(WRITTEN PROBLEM 1) Rewrite the paragraph that begins "As a newbie to Python" in the thread below as a short list, keeping its main facts.

(SELECTION)
_ _ _ _

Python Reading Individual files and Regex through them

metallica1973 · November 5, 2013, 4:41pm

As a newbie to Python, I am trying to write a script in which is will add all the log files (*.log) from within a directory to a list[], open the files and search for an ip using a regex and single it out (appending the ip's to the list[]). So far, I have:

import re, os
def list_files()
content = []
    for files in os.walk('var/www/html/data/customer/log'):
        content.append(files)
      return content
lfiles = list_files()
lfiles
file1.log
file2.log
file3.log
file4.log

lfiles[0]
file1.log
file2.log
file3.log
file4.log

At this point I would imagine I need to open these files and regex pulling the ips(this is the part that gets me) So maybe:

then add somewhere into the function:

regexp = re.findall(r"(?<=\:\ )\d{1,3}.\d{1,3}.\d{1,3}.\d{1,3}",files)

and add whatever else I need to get this done.

Corona688 · November 5, 2013, 4:46pm

Why add the filenames to a list? Why not just use the filenames, when you get them?

metallica1973 · November 5, 2013, 5:06pm

Many thanks for the reply. Can you show me an example?

I was trying to get fancy and as you can see, I dug myself into a hole

Maybe something like this:

import os, re

def list_files()
 ips = []
 for subdir, dirs, files in os.walk('var/www/html/data/customer/log'):
    for file in files:
        f=open(file, 'r')
        lines=f.readlines()
        regexp = re.findall(r"(?<=\:\ )\d{1,3}.\d{1,3}.\d{1,3}.\d{1,3}",file)
        f.close()
        ips.append(file)
 return ips

metallica1973 · November 7, 2013, 10:28pm

I made an adjustment that was recommended by someone else and this is what I get:

import os,re

def list_files():
 ips = []
 for subdir, dirs, files in os.walk('var/www/html/data/customer/log'):
    for file in files:
        f=open(file, 'r')

_ _ _ _

(PROVIDED DATA)
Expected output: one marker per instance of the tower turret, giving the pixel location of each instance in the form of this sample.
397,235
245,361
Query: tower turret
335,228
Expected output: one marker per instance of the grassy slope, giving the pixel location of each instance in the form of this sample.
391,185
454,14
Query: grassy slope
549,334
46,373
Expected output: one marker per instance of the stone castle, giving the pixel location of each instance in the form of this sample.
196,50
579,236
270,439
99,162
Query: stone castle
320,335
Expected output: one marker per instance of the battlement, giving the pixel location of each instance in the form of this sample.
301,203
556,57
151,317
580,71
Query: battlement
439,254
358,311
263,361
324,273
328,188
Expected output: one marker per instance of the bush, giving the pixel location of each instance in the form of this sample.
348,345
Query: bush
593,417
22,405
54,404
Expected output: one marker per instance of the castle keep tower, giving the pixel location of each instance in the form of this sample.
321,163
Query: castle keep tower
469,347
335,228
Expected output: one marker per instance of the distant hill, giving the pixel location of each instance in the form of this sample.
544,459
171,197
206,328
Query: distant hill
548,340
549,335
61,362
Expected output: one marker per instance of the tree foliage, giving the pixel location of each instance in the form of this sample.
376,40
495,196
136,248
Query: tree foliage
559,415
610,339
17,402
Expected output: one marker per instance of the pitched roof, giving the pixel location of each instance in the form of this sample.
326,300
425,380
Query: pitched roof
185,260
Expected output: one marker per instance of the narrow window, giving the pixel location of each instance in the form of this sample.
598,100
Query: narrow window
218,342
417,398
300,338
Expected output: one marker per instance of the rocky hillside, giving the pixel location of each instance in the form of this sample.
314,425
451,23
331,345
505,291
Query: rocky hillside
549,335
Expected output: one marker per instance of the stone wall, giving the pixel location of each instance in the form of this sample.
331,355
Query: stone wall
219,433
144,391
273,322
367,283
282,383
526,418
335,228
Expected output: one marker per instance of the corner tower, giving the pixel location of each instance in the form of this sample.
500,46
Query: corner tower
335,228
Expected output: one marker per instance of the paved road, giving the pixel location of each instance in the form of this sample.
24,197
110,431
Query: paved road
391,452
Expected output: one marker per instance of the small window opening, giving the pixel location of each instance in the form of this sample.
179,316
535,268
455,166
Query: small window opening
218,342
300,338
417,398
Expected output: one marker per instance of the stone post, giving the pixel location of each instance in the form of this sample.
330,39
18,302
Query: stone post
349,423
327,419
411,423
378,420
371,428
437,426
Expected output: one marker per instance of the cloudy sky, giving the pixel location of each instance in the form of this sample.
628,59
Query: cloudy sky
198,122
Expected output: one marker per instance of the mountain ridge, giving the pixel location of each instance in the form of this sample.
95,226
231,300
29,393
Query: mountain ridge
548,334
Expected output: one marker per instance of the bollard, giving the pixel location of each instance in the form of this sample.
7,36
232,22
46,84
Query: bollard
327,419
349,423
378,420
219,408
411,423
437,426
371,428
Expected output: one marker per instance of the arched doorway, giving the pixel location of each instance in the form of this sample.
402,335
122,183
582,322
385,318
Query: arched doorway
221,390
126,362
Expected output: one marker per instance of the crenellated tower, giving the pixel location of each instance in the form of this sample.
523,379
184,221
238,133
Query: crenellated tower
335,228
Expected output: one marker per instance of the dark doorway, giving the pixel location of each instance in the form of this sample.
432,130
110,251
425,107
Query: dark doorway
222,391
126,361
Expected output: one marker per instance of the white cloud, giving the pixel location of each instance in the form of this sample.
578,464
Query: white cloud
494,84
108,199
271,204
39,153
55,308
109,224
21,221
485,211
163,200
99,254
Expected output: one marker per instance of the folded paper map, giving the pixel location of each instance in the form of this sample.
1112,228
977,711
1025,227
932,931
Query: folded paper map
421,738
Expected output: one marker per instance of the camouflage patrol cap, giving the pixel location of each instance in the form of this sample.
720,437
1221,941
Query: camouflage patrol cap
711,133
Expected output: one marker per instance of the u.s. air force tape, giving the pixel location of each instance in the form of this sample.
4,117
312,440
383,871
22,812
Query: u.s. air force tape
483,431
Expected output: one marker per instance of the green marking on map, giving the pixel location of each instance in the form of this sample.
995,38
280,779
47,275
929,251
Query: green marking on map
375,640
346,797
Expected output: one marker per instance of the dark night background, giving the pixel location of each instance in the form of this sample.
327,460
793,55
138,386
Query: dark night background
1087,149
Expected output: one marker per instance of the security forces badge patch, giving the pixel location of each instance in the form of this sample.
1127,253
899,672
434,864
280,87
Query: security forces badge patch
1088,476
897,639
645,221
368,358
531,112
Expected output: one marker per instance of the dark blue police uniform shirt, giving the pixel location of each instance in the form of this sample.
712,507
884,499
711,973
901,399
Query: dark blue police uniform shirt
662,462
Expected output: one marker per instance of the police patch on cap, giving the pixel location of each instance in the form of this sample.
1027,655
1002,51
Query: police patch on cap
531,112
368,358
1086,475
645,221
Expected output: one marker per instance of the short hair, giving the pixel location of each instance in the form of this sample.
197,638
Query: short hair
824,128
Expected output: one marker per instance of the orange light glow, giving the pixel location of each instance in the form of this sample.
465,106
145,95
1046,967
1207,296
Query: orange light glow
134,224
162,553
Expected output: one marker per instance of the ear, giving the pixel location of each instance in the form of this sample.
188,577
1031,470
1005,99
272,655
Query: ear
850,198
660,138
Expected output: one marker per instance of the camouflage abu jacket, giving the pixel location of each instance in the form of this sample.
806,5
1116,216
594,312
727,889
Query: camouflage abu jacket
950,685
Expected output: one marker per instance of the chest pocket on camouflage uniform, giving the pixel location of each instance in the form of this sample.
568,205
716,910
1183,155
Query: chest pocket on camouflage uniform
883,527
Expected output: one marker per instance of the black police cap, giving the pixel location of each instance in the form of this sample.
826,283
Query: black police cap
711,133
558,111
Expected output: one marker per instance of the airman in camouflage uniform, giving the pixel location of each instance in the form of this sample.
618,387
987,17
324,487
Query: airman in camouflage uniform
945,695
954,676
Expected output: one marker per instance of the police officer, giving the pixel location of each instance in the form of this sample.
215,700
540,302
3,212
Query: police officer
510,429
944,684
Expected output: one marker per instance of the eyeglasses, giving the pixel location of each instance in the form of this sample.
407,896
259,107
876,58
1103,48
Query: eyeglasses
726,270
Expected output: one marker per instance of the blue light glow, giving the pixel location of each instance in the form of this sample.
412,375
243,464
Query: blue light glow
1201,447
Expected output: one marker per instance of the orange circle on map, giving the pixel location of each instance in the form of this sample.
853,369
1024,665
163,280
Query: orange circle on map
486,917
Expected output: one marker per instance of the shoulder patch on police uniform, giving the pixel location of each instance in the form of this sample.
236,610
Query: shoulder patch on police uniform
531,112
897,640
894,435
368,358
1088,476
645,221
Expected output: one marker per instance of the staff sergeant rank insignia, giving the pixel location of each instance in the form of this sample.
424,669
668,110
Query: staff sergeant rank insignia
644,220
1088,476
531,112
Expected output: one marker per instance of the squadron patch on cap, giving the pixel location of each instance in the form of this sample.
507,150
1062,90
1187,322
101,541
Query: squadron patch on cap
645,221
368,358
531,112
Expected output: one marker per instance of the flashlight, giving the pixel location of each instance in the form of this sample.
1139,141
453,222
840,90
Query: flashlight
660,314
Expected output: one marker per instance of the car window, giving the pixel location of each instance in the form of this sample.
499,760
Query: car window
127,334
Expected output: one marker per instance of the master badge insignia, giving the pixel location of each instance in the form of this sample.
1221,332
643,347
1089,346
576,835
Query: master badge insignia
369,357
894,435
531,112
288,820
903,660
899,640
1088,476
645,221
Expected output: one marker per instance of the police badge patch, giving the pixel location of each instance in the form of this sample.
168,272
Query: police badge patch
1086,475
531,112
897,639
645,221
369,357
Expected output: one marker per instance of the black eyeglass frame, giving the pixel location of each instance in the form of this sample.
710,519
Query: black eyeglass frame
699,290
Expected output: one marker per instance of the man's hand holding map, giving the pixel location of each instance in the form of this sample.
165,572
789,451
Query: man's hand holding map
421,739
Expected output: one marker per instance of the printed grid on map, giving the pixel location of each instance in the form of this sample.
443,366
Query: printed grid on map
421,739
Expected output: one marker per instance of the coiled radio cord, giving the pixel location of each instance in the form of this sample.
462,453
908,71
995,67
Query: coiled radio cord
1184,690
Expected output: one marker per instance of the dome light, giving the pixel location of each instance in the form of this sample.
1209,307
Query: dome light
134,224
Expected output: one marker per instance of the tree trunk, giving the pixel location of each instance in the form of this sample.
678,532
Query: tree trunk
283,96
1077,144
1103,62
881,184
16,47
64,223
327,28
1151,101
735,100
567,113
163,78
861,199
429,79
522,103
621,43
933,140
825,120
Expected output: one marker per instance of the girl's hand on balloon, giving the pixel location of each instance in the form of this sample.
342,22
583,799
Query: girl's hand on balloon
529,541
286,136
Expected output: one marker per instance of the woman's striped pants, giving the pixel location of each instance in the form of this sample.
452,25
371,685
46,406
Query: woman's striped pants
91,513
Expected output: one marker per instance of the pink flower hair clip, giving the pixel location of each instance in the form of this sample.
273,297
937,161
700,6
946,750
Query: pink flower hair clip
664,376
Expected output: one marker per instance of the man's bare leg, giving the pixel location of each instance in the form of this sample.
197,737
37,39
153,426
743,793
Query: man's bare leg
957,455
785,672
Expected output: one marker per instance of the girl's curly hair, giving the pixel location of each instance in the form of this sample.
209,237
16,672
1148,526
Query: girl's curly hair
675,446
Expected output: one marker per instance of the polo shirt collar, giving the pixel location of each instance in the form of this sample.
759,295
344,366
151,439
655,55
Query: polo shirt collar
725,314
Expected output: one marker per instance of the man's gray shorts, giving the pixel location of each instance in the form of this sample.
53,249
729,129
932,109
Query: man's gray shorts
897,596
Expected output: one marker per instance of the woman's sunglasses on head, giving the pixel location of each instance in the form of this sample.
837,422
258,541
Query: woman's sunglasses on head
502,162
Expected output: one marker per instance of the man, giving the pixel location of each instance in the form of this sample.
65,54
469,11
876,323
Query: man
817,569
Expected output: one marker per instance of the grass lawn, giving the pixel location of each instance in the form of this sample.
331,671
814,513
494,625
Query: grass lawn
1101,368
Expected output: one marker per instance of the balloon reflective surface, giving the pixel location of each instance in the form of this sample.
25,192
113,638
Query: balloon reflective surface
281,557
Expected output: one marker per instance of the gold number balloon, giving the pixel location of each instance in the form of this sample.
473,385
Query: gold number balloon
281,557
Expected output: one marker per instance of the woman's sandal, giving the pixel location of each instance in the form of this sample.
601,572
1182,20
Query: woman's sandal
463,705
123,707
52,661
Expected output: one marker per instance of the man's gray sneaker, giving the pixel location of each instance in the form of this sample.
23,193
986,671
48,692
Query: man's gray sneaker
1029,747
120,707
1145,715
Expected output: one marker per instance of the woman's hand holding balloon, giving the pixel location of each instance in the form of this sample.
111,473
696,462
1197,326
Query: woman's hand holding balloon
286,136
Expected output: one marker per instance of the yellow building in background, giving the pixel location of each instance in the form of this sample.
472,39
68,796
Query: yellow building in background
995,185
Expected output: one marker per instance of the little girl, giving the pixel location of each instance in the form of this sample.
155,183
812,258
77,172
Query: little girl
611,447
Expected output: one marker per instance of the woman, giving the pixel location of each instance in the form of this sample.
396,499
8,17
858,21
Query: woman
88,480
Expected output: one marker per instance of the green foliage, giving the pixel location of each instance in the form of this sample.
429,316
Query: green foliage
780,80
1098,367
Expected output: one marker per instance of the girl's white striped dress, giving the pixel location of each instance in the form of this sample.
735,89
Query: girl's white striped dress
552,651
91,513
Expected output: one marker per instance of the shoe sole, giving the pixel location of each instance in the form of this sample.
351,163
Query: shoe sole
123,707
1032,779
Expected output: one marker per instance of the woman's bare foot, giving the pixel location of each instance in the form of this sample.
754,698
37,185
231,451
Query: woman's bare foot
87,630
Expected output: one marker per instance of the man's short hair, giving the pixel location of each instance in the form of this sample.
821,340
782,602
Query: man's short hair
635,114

_ _ _ _

(WRITTEN PROBLEM 2) List every line of the records above that contains the word "master". Case counts.

(ANSWER 1)
The poster, new to Python, wants a script that will:
- add all the log files (*.log) in a directory to a list
- open those files
- search them for an IP address with a regex
- single out the IPs and append them to the list

(ANSWER 2)
Expected output: one marker per instance of the master badge insignia, giving the pixel location of each instance in the form of this sample.
Query: master badge insignia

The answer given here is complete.